*** Opening of INFORMATION ***

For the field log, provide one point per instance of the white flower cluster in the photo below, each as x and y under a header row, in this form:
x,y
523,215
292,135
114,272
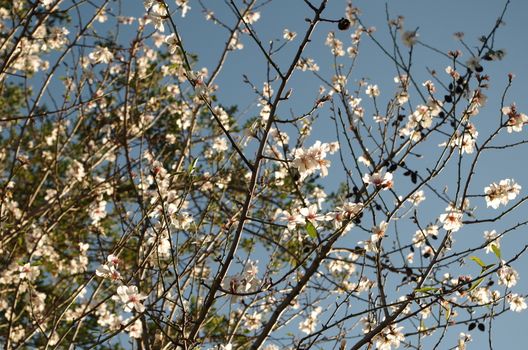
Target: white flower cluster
x,y
312,159
501,193
128,295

*** Close of INFORMATION ***

PROBLEM DETAILS: From the first line to the last, repeat the data above exactly and leave the pictures out.

TASK ANSWER:
For the field log, provide one point per instance of the white flower cluster in the photo below, each as x and y under a header row, in this form:
x,y
523,215
292,135
114,272
Target: white flower cluster
x,y
312,159
501,193
128,295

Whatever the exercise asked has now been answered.